Desde 1850, en los Estados Unidos de América se establece la obligación de vacunar a la población de edad escolar para prevenir el contagio de la viruela. En las décadas de 1960 y 70 el gobierno federal desarrolló políticas para erradicar el sarampión. No fue hasta el 1990 que los 50 estados de la Unión requirieron ciertas vacunaciones obligatorias en las edades tempranas de la población estudiantil. Este es un proceso que se da a través de diferentes agencias del gobierno, que luego desemboca en mandatos obligatorios para la población. Siempre habrá un sector de la población que rechaza la vacunación; por lo general, vendrá de personas con creencias religiosas y filosóficas que confligen con el uso de vacunas. Sin embargo, el Estado en el interés de proteger su ciudadanía, puede imponer la vacunación como mandato, aunque esto infrinja la autonomía y libertades individuales de la persona. Por su puesto, eso no ha ocurrido con la vacunación del COVID-19.

__MATERIAL PROPORCIONADO__:

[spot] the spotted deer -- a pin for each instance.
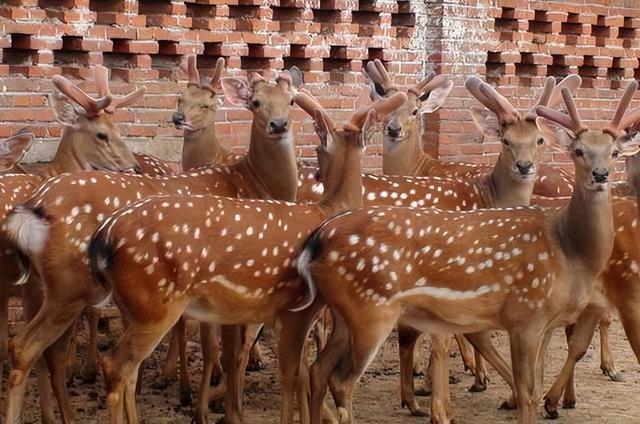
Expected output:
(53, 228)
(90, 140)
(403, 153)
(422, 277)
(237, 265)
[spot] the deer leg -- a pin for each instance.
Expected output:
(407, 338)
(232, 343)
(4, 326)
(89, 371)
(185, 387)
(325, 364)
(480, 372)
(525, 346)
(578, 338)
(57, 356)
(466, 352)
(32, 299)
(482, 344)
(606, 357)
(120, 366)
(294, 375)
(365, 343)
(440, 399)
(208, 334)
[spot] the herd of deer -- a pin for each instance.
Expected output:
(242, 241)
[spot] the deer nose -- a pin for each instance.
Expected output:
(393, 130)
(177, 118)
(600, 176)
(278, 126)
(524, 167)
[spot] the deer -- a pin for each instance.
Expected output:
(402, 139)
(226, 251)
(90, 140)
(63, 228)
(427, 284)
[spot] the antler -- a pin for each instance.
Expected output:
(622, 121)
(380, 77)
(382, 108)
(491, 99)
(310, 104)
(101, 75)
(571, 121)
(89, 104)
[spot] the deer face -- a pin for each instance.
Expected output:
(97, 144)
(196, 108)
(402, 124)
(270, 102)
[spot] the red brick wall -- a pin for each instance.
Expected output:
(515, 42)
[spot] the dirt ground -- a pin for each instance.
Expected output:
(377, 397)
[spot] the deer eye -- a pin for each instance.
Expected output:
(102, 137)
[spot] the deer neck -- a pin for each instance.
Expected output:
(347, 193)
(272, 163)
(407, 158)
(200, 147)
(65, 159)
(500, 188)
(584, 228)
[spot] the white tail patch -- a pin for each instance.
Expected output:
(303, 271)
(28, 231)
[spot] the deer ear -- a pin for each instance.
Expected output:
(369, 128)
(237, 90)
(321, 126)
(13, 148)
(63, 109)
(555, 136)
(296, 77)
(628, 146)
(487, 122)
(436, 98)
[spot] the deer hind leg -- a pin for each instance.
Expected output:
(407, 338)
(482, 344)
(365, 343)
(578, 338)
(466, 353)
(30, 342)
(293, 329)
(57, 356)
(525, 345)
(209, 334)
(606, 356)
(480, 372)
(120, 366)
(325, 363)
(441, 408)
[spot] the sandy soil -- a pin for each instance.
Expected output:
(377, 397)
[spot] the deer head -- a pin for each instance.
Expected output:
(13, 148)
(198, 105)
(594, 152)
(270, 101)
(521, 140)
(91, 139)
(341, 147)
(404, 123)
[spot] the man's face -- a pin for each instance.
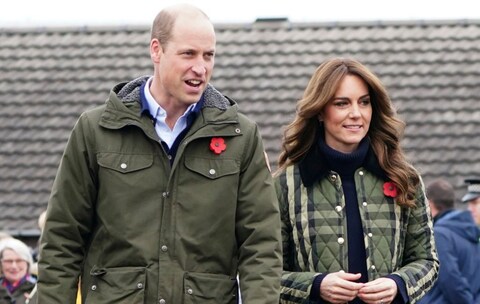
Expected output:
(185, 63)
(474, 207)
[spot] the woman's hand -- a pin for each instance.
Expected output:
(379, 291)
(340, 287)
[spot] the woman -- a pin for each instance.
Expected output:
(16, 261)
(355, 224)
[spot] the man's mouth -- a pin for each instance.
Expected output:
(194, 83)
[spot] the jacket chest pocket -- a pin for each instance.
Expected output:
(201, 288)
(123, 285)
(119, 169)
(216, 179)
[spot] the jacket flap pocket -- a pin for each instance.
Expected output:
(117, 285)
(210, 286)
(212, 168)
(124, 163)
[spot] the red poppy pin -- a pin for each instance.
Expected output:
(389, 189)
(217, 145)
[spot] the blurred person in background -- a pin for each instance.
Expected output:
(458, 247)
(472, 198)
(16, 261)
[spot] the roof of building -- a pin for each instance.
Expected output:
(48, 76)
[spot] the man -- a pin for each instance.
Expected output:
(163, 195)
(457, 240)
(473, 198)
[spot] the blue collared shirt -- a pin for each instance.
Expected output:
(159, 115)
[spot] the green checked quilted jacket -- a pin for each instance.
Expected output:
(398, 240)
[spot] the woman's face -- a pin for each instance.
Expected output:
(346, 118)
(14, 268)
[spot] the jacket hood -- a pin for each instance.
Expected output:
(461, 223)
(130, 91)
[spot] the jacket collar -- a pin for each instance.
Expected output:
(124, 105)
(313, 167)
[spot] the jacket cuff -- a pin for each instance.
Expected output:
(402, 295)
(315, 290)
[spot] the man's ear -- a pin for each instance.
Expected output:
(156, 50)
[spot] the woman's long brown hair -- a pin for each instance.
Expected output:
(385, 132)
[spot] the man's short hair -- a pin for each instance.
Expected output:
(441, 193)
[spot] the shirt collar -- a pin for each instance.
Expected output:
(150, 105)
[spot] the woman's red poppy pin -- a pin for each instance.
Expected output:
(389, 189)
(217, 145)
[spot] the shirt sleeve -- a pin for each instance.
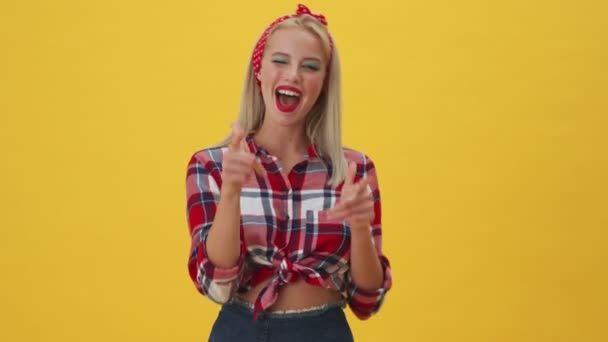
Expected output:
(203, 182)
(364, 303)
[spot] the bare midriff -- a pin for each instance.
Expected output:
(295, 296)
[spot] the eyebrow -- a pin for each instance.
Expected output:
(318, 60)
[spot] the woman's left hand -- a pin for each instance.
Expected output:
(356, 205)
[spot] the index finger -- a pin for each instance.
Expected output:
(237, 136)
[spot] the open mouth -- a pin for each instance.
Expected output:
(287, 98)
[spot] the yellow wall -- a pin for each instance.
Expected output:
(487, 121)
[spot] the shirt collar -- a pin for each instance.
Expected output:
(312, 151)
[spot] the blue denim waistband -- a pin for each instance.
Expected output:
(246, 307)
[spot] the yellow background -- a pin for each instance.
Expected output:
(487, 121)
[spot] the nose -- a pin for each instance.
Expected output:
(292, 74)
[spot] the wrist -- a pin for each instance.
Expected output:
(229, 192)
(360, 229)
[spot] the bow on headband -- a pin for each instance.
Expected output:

__TAREA A__: Indique en qué año, según el texto sobre la vacunación obligatoria, los 50 estados de la Unión pasaron a requerir ciertas vacunaciones obligatorias en las edades tempranas de la población estudiantil.
__TAREA B__: Determine si cada una de estas afirmaciones concuerda con el texto sobre la vacunación obligatoria, respondiendo sí o no y citando las palabras del texto que lo deciden: (i) La obligación de vacunar a la población de edad escolar contra la viruela existe en los Estados Unidos desde 1850. (ii) El gobierno federal desarrolló políticas para erradicar el sarampión en la década de 1990. (iii) El Estado puede imponer la vacunación como mandato aunque infrinja la autonomía de la persona.
Los ítems son un material independiente del texto.

__RESPUESTA A__: En 1990.

__RESPUESTA B__:
(i) Sí: "Desde 1850, en los Estados Unidos de América se establece la obligación de vacunar a la población de edad escolar para prevenir el contagio de la viruela."
(ii) No: "En las décadas de 1960 y 70 el gobierno federal desarrolló políticas para erradicar el sarampión."
(iii) Sí: "el Estado en el interés de proteger su ciudadanía, puede imponer la vacunación como mandato, aunque esto infrinja la autonomía y libertades individuales de la persona."